TEXT BLOCK:
>>>

The client R picks one of the n forwarding agents (FAs) at random. Call it Forwarding Agent S. As described earlier, the client also picks a group of k agents to which the Forwarding Agent S belongs. Let these agents be represented by the names S=A₁, A₂, A₃, . . . , A_k.

Let P_i(Z) represent an encryption of Z using the public key of agent A_i. R encrypts his or her address D recursively with each of the k public keys of these k FAs, thus arriving at P₁(P₂( . . . (P_k(D)) . . . )). Note that since a commutative encryption scheme has been adopted such as the RSA encryption algorithm, the order in which the k encryptions are performed to produce this “onion address” is irrelevant.

R then proceeds to send this “onion address” to the Forwarding Agent S along with his or her choice of pseudonym, say X. Of course, the Forwarding Agent S must not realize the correlation between the pseudonym and the actual address to S. So, the messages sent during registration must be sent through a scheme that protects the anonymity of the sender. This can be achieved, for instance, if the Forwarding Agent S is also a registered user of the system and has publicized its pseudonym, which can be used by R to anonymously send a message to S.

All messages intended for R will be addressed to X@S. These messages will first reach the Forwarding Agent S, and then go through a sequence of FAs to finally reach R, as described below.

Message Forwarding

Once the pseudonym X has been registered with a Forwarding Agent S, messages meant for pseudonym X can be accepted and successfully forwarded to the intended recipient. This takes place as follows.

Once the Forwarding Agent S obtains a message intended for X, it looks up X in its internal table. It retrieves two pieces of information from the table; an encrypted version of the address of X (which we will call the “onion address” of X (see Syverson)), as well as the group of FAs to be used for forwarding. The Forwarding Agent S then creates the list of the FAs that the message will pass through; that is, all FAs other than S who will have to “peel the onion” before the address of the intended recipient is revealed. This list contains all the members of the appropriate group except the Forwarding Agent S itself. S affixes this list to the head of the message.

<<<

INFORMATION PROVIDED:
>>>

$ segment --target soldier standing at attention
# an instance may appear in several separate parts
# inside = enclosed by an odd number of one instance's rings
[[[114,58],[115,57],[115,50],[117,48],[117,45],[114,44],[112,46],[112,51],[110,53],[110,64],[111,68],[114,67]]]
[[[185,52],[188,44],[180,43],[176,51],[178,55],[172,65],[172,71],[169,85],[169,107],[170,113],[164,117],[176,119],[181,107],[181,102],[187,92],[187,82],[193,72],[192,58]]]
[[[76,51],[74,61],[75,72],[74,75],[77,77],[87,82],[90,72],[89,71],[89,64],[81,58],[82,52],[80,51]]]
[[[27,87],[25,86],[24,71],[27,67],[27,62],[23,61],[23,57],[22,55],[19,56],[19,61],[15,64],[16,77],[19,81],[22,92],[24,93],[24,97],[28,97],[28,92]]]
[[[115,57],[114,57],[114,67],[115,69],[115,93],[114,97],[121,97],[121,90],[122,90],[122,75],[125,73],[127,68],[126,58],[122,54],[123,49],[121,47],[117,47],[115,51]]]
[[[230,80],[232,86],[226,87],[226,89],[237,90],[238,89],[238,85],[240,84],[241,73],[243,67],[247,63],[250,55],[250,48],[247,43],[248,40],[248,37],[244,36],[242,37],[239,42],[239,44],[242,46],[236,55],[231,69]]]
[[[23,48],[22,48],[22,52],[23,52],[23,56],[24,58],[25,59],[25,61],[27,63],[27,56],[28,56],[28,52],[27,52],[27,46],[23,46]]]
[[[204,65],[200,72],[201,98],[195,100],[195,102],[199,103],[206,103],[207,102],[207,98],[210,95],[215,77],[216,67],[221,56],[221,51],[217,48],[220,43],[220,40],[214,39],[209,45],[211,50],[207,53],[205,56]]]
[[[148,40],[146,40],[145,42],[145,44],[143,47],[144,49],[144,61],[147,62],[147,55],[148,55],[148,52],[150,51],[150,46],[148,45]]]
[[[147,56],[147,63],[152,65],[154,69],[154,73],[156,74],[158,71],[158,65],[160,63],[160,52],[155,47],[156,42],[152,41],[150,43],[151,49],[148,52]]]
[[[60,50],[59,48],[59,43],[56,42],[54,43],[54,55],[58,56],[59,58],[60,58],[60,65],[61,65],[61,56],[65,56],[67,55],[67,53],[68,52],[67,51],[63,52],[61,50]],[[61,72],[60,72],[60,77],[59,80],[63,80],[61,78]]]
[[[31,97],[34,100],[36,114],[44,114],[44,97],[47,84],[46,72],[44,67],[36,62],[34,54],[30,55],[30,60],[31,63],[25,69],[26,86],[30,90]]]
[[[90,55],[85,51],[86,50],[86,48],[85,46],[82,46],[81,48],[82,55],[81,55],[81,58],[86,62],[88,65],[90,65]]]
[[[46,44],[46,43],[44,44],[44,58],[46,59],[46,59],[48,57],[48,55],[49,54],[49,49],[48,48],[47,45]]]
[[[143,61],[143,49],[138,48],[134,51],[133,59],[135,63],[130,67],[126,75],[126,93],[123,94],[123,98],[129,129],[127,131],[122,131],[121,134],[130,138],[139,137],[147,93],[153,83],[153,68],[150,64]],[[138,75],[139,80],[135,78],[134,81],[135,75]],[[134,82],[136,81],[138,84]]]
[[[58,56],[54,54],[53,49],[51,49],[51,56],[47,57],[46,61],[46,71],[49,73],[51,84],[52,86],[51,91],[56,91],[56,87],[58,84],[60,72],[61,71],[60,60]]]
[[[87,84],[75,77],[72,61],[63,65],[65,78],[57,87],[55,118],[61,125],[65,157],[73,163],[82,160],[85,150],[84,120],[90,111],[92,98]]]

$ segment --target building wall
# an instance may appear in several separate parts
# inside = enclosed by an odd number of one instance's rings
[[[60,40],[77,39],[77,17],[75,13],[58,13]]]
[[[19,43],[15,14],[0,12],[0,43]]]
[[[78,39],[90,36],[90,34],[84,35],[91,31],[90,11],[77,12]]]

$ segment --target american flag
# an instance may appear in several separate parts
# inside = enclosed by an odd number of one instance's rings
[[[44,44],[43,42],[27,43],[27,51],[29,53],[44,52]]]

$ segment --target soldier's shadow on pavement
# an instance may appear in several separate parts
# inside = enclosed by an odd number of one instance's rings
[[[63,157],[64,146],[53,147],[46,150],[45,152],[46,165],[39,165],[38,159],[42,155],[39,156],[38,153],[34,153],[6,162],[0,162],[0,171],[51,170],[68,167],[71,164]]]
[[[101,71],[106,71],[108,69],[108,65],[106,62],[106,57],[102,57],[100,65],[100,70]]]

<<<

WRITTEN PROBLEM A:
Update the passage on forwarding agents from "The client R" up to and including "A₂, A₃, . . . , A_k.", putting "user" in place of "client".
WRITTEN PROBLEM B:
In the passage on forwarding agents, find every single capital letter without a subscript that stands for a party, a pseudonym or a piece of data. List them with what each one denotes.
WRITTEN PROBLEM C:
Pick up the passage on forwarding agents after its final sentence and keep writing it.

EXERCISE ANSWER A:
The user R picks one of the n forwarding agents (FAs) at random. Call it Forwarding Agent S. As described earlier, the user also picks a group of k agents to which the Forwarding Agent S belongs. Let these agents be represented by the names S=A₁, A₂, A₃, . . . , A_k.

EXERCISE ANSWER B:
- R: the client
- S: the forwarding agent the client picks at random
- Z: the thing encrypted in P_i(Z)
- D: R's address
- X: R's chosen pseudonym

EXERCISE ANSWER C:
The list of FAs needed for X is S=A₁, A₂, . . . A_k. S “peels” one layer of the onion address of X, by applying its private key on the encrypted address, and places this peeled address in the message. S then selects the next forwarding agent at random and forwards the message to it.

Every other agent that receives this message performs some verifications to ensure that the protocol has been followed correctly by other agents so far. It then removes one layer of encryption from the onion address received by it. If it is the last agent, it forwards the message to the address thus obtained. Otherwise, it selects an agent at random from the list of agents to be visited contained in the message header. It then forwards the message to the selected agent after updating certain information, including the list of unvisited agents and the onion address, in the message header.

Encryption

All communication between any two Forwarding Agents is encrypted so that an eavesdropper is not able to correlate messages entering and leaving an agent. Such encryption may be dispensed with if it is not considered necessary to guard against global eavesdroppers (for instance, if the FAs are spread far and wide geographically preventing anyone from tracing a message from its point of origin to its terminus).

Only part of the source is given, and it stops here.